• _What the exercise asks_
What is needed is an exact repeat of the entries, with no pictures in it.

(Beginning of Input data)

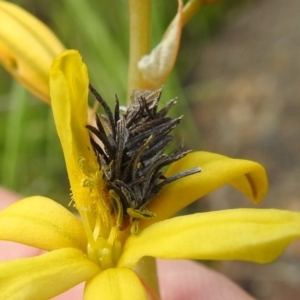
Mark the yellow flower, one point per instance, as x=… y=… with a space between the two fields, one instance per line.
x=94 y=249
x=27 y=48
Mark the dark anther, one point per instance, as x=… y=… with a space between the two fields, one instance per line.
x=130 y=147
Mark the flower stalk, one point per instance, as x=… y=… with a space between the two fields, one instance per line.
x=140 y=25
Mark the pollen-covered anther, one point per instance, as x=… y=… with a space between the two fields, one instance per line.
x=131 y=154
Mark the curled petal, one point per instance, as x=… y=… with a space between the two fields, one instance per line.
x=156 y=66
x=69 y=95
x=41 y=223
x=217 y=170
x=27 y=48
x=44 y=276
x=117 y=283
x=257 y=235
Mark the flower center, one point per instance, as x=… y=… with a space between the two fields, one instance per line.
x=130 y=149
x=104 y=251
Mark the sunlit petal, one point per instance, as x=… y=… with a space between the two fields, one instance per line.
x=44 y=276
x=27 y=48
x=118 y=283
x=156 y=66
x=255 y=235
x=217 y=170
x=41 y=223
x=69 y=92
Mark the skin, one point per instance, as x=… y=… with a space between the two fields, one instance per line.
x=178 y=279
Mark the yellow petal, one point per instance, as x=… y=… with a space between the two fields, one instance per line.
x=27 y=48
x=156 y=66
x=41 y=223
x=217 y=170
x=117 y=283
x=44 y=276
x=255 y=235
x=69 y=96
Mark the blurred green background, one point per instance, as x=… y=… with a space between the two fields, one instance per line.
x=30 y=154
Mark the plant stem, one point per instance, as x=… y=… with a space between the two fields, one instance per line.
x=140 y=13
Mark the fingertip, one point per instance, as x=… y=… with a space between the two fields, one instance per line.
x=183 y=279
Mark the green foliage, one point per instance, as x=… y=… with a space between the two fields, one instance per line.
x=31 y=160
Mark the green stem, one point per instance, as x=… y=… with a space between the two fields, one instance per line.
x=146 y=269
x=190 y=9
x=140 y=13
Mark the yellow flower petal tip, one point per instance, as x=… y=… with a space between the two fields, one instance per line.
x=27 y=49
x=257 y=235
x=41 y=223
x=45 y=276
x=216 y=170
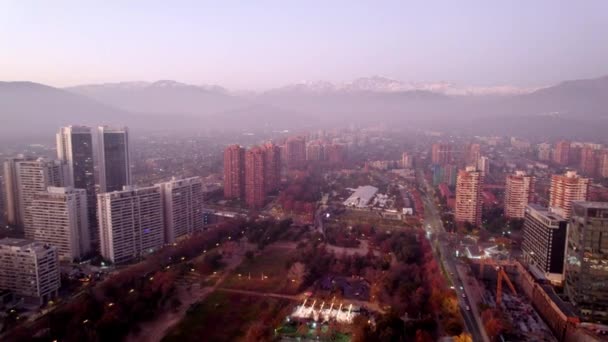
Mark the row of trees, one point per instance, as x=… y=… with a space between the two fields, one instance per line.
x=140 y=292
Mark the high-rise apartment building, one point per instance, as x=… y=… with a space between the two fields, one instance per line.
x=565 y=189
x=406 y=160
x=468 y=204
x=131 y=223
x=255 y=180
x=183 y=207
x=483 y=165
x=295 y=152
x=588 y=162
x=75 y=148
x=441 y=153
x=60 y=219
x=30 y=270
x=544 y=241
x=34 y=176
x=561 y=152
x=272 y=154
x=113 y=160
x=519 y=191
x=11 y=191
x=602 y=164
x=472 y=154
x=544 y=152
x=234 y=172
x=586 y=259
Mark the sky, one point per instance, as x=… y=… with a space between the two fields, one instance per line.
x=258 y=45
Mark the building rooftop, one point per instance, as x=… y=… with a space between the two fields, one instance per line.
x=589 y=204
x=362 y=196
x=12 y=242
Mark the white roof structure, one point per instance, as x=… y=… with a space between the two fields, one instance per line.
x=361 y=197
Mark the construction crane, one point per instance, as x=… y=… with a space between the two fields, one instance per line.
x=502 y=275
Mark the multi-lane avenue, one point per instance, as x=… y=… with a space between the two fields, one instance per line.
x=434 y=227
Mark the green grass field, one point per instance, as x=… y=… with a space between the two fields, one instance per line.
x=226 y=317
x=270 y=263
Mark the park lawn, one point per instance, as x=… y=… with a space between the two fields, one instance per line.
x=270 y=263
x=226 y=316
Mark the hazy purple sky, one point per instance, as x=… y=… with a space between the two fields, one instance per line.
x=263 y=44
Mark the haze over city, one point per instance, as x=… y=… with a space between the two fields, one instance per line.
x=303 y=171
x=260 y=46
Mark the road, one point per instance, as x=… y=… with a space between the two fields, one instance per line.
x=434 y=225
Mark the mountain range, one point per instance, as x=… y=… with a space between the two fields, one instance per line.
x=571 y=108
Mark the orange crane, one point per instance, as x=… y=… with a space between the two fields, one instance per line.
x=502 y=275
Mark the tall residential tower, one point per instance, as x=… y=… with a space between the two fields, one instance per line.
x=113 y=158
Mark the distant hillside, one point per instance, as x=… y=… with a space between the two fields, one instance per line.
x=576 y=109
x=163 y=97
x=28 y=108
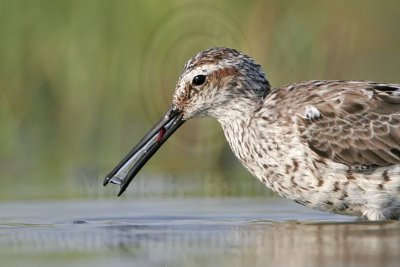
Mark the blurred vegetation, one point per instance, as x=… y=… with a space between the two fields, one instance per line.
x=82 y=81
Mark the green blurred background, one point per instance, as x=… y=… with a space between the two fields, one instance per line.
x=81 y=81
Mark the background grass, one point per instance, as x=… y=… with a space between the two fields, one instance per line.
x=82 y=81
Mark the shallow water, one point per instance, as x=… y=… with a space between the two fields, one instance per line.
x=190 y=232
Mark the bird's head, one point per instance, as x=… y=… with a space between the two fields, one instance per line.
x=214 y=80
x=218 y=82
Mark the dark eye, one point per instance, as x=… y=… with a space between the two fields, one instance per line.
x=199 y=80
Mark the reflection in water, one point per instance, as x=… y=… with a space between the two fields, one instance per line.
x=190 y=237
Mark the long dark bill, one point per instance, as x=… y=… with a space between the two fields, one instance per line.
x=131 y=164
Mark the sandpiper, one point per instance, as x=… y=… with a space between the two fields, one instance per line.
x=327 y=144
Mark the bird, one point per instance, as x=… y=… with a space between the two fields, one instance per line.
x=331 y=145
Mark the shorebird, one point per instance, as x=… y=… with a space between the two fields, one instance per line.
x=331 y=145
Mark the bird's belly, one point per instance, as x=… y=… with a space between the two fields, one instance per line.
x=372 y=195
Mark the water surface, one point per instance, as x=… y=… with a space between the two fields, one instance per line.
x=190 y=232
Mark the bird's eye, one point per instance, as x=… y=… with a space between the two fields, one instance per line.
x=199 y=80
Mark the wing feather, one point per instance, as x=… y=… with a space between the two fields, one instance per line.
x=359 y=122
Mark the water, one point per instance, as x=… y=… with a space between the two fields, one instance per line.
x=190 y=232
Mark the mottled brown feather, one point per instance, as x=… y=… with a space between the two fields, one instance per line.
x=359 y=122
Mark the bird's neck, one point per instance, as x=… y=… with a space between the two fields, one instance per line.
x=236 y=111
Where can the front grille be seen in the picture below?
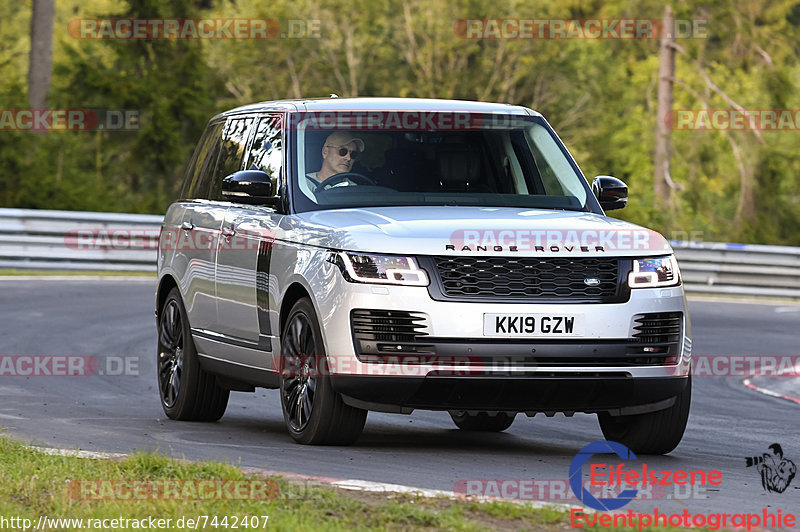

(End of Input data)

• _Problem solution_
Mark the yellow flower, one point per instance, as x=… y=… with a space between the two fields, one instance per line.
x=94 y=249
x=27 y=48
Mark the dark anther, one point per instance, as x=… y=… with a space between the two fields, one instance per line.
x=130 y=147
Mark the flower stalk, one point per instance, as x=… y=… with a space between the two fields, one instance per line.
x=140 y=25
Mark the pollen-covered anther, one point per instance, as x=… y=… with a space between the two fields, one instance per line.
x=131 y=154
Mark the curled petal, one point per instance, as x=… y=… with a space between the two fields, one instance per line.
x=156 y=66
x=69 y=95
x=41 y=223
x=217 y=170
x=27 y=48
x=44 y=276
x=117 y=283
x=257 y=235
Mark the flower center, one point per instance, as x=… y=… with a space between the two fields, one instance per line.
x=130 y=149
x=104 y=251
Mark the sunlit petal, one point per instance, as x=… y=… with a space between the two fields, one instance per line.
x=44 y=276
x=27 y=48
x=118 y=283
x=156 y=66
x=255 y=235
x=217 y=170
x=41 y=223
x=69 y=92
Mark the skin, one point per instance, as x=… y=… with a space between the two fields, one instance per line.
x=178 y=279
Mark the yellow petal, one point per instance, as x=… y=… with a space between the two fields, one instance per line.
x=27 y=48
x=156 y=66
x=41 y=223
x=217 y=170
x=117 y=283
x=44 y=276
x=255 y=235
x=69 y=96
Mark the blurred green background, one point per instance, as x=… y=… with a space between the two fields, one instance per line.
x=30 y=154
Mark the plant stem, one point per instance, as x=… y=… with a space between the two fields, one instance per line.
x=140 y=13
Mark the fingertip, one point per instance, as x=… y=… with a space between the two fields, one instance per line.
x=183 y=279
Mark the green foliage, one point per instance, as x=… y=… with a space between the two fields, one instance per line.
x=31 y=160
Mark the green stem, one point per instance, as x=… y=… with a space between the two fields, one instance per line.
x=146 y=269
x=190 y=9
x=140 y=13
Mark the yellow flower petal tip, one point per instance, as x=… y=… with a space between the two fields, one instance per line.
x=27 y=49
x=257 y=235
x=41 y=223
x=45 y=276
x=216 y=170
Mark the row of trees, one point per instance, as x=… y=… with a space between the two fields, one instance per line.
x=140 y=292
Mark the high-rise apartment building, one point per instance, as x=… y=… with a space between the two fields, one instance per line.
x=565 y=189
x=406 y=160
x=468 y=204
x=131 y=223
x=255 y=180
x=183 y=207
x=483 y=165
x=295 y=152
x=588 y=162
x=75 y=148
x=441 y=153
x=60 y=219
x=30 y=270
x=544 y=241
x=34 y=176
x=561 y=152
x=272 y=154
x=113 y=160
x=519 y=191
x=11 y=191
x=602 y=164
x=472 y=154
x=544 y=152
x=234 y=172
x=586 y=259
Mark the sky, one point per instance, as x=… y=… with a space between the two fields, one instance per line.
x=258 y=45
Mark the building rooftop, one point per instance, as x=… y=… with a space between the two fields, one instance per line.
x=589 y=204
x=362 y=196
x=12 y=242
Mark the white roof structure, one point per instance, as x=… y=… with a space between the two fields, one instance per line.
x=361 y=197
Mark the construction crane, one point per instance, as x=… y=… with a space between the two fields, one instance per line.
x=502 y=275
Mark the multi-lane avenue, one point per instance, as x=… y=… with a space between the two fields, one instance per line.
x=434 y=227
Mark the green grass field, one point per instance, as x=… y=… with a space between the two fields, one instance per line.
x=226 y=317
x=270 y=263
Mark the park lawn, one point per instance, as x=… y=… with a space between the two fields, one instance per line.
x=270 y=263
x=226 y=316
Mark the hazy purple sky, one point per instance, as x=… y=… with a space between the two fields, one instance per line.
x=263 y=44
Mark the haze over city, one point per instance, as x=… y=… with a space between the two fields, one instance per line.
x=303 y=171
x=260 y=46
Mark the road, one point per instance, as x=… y=… with a space between the two fields, one instance per line.
x=434 y=225
Mark the mountain range, one point per instance, as x=… y=… with a space between the two fields, one instance per line.
x=571 y=108
Mark the orange crane, one point per instance, as x=… y=… with a space between the two fields, one instance per line.
x=502 y=275
Mark the tall residential tower, one point per instance, as x=… y=… with a space between the two fields, one instance per line.
x=113 y=158
Mark the distant hillside, one point per instance, as x=… y=… with a space between the two fields, one instance per line.
x=576 y=109
x=163 y=97
x=28 y=108
Mark the blurred vegetation, one point per instance, as x=… y=… with a space between the two fields, one instance per line.
x=82 y=81
Mark the green blurred background, one point per instance, as x=… y=… with a space between the two fields, one instance per line.
x=81 y=81
Mark the background grass, one point per instance, as x=… y=… with a space between the two fields, one instance per line.
x=82 y=81
Mark the shallow water, one point per instance, as x=… y=… with a space between the two fields, one instance per line.
x=190 y=232
Mark the bird's head, one point per instance, as x=… y=… with a space between the two fields, one instance per line.
x=214 y=80
x=218 y=82
Mark the dark eye, one point per instance, as x=… y=… with a space between the two fields, one instance per line.
x=199 y=80
Mark the reflection in water, one point per instance, as x=… y=… with a space between the two fields, one instance per line.
x=190 y=237
Mark the long dark bill, one point per instance, as x=… y=… with a space between the two fields, one instance per line.
x=131 y=164
Mark the sandpiper, one point per instance, as x=… y=… with a space between the two fields, one instance per line.
x=327 y=144
Mark the bird, one point per instance, as x=… y=… with a space between the two fields, one instance per line.
x=331 y=145
Mark the shorebird, one point per instance, as x=… y=… with a space between the two fields, one instance per line.
x=331 y=145
Mark the bird's belly, one point per instance, as x=… y=… with a space between the two fields, one instance per line.
x=372 y=195
Mark the water surface, one point per instance, as x=… y=… with a space between the two fields, one instance per line.
x=190 y=232
Mark the bird's eye, one point per instance, as x=… y=… with a space between the two fields, one instance per line.
x=199 y=80
Mark the wing feather, one point per instance, as x=… y=… with a space between the two fields, one instance per line.
x=359 y=122
Mark the water, one point per instance, as x=… y=… with a space between the two fields, one instance per line.
x=190 y=232
Mark the mottled brown feather, one point per instance, as x=… y=… with a space between the two fields, one instance per line.
x=359 y=122
Mark the bird's neck, one point per instance, as x=… y=… with a space between the two fields, one instance per line.
x=236 y=111
Where can the front grille be seen in the picture below?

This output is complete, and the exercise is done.